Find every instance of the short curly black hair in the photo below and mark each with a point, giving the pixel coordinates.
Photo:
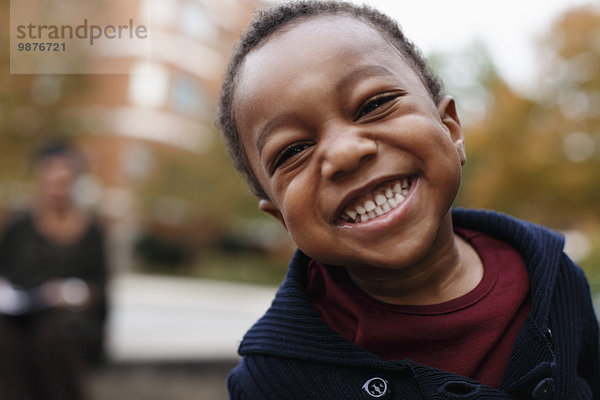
(267, 22)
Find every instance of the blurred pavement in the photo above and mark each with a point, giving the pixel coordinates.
(166, 319)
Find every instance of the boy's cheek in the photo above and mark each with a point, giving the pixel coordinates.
(270, 208)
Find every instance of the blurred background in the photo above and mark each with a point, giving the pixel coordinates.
(193, 263)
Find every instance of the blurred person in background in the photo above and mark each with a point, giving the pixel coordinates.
(52, 286)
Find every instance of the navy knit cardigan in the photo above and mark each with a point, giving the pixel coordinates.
(291, 353)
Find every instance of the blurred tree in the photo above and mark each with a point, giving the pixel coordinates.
(32, 107)
(539, 157)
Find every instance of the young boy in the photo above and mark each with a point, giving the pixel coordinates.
(347, 139)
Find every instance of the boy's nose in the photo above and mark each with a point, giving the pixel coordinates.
(346, 153)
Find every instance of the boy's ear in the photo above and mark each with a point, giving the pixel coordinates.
(270, 208)
(449, 116)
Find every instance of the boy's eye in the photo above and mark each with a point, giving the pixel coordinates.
(289, 152)
(373, 105)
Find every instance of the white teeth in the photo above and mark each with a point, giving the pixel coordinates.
(382, 203)
(369, 205)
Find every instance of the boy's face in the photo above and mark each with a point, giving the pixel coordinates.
(333, 121)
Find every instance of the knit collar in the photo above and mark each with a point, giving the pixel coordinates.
(292, 328)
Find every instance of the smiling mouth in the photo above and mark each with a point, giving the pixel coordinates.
(379, 202)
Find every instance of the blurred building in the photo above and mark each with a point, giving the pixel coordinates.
(159, 106)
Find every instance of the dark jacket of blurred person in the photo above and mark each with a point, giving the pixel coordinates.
(52, 287)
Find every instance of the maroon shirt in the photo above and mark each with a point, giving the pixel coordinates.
(471, 335)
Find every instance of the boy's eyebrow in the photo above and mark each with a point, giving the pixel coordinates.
(265, 132)
(348, 81)
(345, 84)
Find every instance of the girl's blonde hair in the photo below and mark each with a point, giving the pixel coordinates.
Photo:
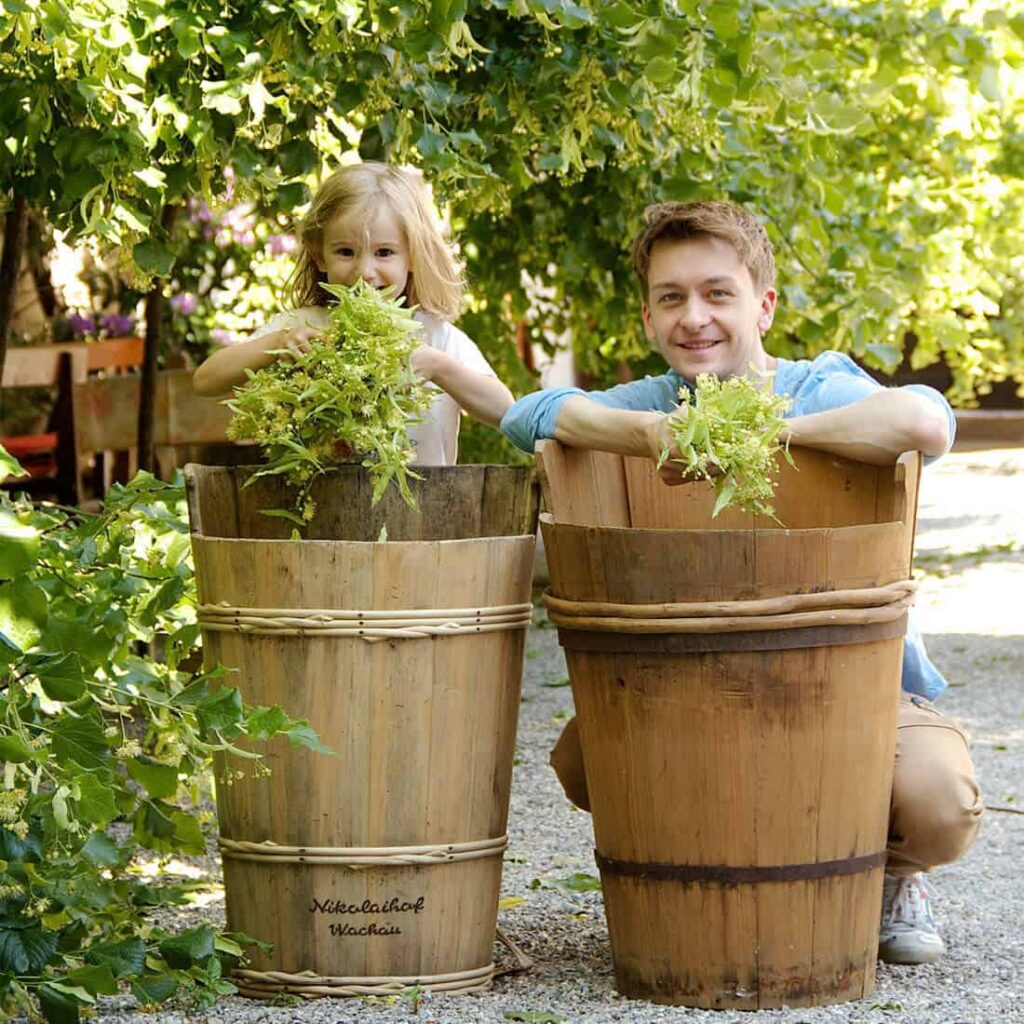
(435, 281)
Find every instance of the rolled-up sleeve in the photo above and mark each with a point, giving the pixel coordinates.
(535, 417)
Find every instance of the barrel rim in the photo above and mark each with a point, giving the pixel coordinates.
(286, 542)
(547, 519)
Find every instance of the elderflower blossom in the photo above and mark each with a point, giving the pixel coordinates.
(727, 431)
(11, 802)
(129, 749)
(354, 385)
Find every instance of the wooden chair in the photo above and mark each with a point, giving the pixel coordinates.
(50, 457)
(107, 417)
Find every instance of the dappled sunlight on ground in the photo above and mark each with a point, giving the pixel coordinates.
(970, 544)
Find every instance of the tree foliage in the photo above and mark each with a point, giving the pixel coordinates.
(105, 752)
(880, 141)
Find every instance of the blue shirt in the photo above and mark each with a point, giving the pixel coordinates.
(828, 381)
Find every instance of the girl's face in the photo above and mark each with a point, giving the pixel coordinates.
(372, 247)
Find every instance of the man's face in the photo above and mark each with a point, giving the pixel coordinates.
(704, 310)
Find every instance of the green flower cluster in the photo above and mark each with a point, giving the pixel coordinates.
(727, 431)
(352, 393)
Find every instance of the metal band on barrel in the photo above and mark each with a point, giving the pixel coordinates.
(377, 624)
(729, 876)
(363, 856)
(308, 984)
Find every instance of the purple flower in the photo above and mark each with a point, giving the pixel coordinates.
(280, 245)
(81, 326)
(184, 303)
(118, 325)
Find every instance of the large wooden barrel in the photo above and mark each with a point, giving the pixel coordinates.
(376, 867)
(736, 686)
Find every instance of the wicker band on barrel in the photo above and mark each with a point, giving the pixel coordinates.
(841, 607)
(262, 983)
(732, 876)
(363, 856)
(371, 625)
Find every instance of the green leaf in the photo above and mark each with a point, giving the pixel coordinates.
(26, 950)
(158, 779)
(580, 882)
(535, 1017)
(153, 257)
(304, 735)
(95, 978)
(662, 70)
(81, 740)
(101, 850)
(23, 614)
(189, 946)
(15, 750)
(9, 466)
(18, 546)
(60, 675)
(58, 1005)
(155, 987)
(125, 958)
(888, 356)
(220, 711)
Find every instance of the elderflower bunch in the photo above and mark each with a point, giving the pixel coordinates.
(352, 391)
(727, 431)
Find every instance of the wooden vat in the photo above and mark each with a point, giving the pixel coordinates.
(736, 685)
(375, 868)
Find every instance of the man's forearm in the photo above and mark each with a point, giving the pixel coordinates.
(877, 429)
(583, 423)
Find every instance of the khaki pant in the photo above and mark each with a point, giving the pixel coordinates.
(936, 805)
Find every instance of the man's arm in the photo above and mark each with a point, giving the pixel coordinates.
(583, 423)
(876, 429)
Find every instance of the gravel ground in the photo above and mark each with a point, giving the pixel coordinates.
(971, 559)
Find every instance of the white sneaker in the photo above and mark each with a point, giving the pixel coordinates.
(908, 934)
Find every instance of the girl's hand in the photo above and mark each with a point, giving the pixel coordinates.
(296, 341)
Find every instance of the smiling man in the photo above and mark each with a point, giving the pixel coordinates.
(708, 274)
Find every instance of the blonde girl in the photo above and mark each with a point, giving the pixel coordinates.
(378, 222)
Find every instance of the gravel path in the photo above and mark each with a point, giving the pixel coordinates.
(971, 549)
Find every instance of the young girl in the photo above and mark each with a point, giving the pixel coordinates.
(378, 222)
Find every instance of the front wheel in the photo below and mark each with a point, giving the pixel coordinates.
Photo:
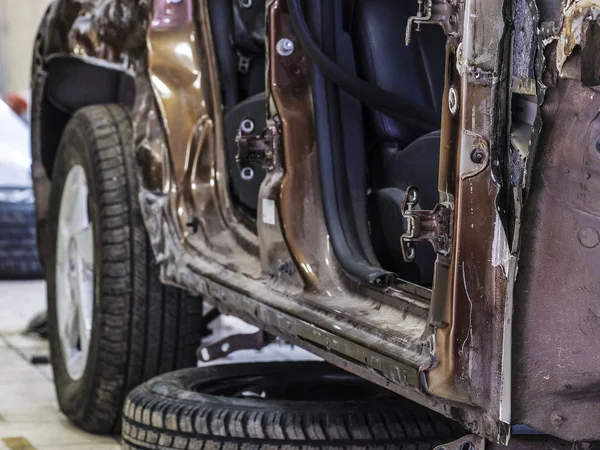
---------------
# What you need to do:
State how many lines of the material above contain the word "young", giving only the number.

# Result for this exercise:
2